**BRANO DI LETTURA**.
L’evoluzione del danno all’immagine, ossia del danno che l’amministrazione patisce a seguito delle condotte illecite dei propri dipendenti, specie in conseguenza del clamore e dei riflessi mediatici che queste comportano, si è avuta soprattutto per fattispecie connotate da dissipazione del denaro pubblico. Tale categoria di danno ha trovato applicazione in una serie di pronunce delle sezioni giurisdizionali della Corte dei conti che hanno incrementato l’entità dei risarcimenti. Il legislatore aveva ritenuto di limitare gli effetti conseguenti a tale orientamento giurisprudenziale2, introducendo delle restrizioni ai fini della esatta determinazione del danno all’immagine. In base ad una disposizione oggi abrogata della legge n. 102/2009 c.d. «lodo Bernardo», l’esercizio della azione risarcitoria del danno all’immagine era possibile solo se collegato alla commissione di un reato da parte del dipendente contro la stessa pubblica amministrazione.

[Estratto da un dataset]
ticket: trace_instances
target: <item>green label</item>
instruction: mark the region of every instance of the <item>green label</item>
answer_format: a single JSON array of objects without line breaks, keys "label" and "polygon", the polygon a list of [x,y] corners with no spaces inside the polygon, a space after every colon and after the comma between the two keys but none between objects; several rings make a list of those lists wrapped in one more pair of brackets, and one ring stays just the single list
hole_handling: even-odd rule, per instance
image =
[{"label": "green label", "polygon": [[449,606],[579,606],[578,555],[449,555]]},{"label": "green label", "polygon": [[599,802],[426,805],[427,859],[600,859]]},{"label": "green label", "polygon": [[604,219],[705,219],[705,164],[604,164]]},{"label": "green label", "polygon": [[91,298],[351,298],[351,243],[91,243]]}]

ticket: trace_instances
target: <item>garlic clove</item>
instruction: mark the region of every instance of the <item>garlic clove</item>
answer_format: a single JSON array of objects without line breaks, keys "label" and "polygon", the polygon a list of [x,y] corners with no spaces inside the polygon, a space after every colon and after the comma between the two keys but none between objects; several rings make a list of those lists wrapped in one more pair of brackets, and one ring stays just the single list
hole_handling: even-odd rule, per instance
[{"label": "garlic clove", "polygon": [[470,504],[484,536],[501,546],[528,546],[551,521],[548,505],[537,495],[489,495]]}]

**SVOLGI LE ATTIVITÀ**.
**a.** Nel brano sul danno all'immagine, a quale condizione la disposizione del «lodo Bernardo» permetteva di esercitare l'azione risarcitoria?
**b.** Riscrivi in forma più breve il paragrafo del brano sul danno all'immagine che inizia con «L'evoluzione del danno all'immagine», mantenendone i fatti principali.
Per rispondere, basati esclusivamente sul brano di lettura.

**SOLUZIONI DEGLI ESERCIZI**.
**a.** Solo se l'azione era collegata alla commissione, da parte del dipendente, di un reato contro la stessa pubblica amministrazione.

**b.** Il danno all'immagine è quello che l'amministrazione subisce per le condotte illecite dei dipendenti, soprattutto per il loro clamore mediatico. Si è sviluppato in particolare nei casi di dissipazione di denaro pubblico. Le pronunce della Corte dei conti hanno aumentato l'entità dei risarcimenti. Il legislatore ha quindi introdotto delle restrizioni. Una disposizione della legge n. 102/2009, detta «lodo Bernardo» e oggi abrogata, consentiva l'azione risarcitoria solo in presenza di un reato del dipendente contro la pubblica amministrazione.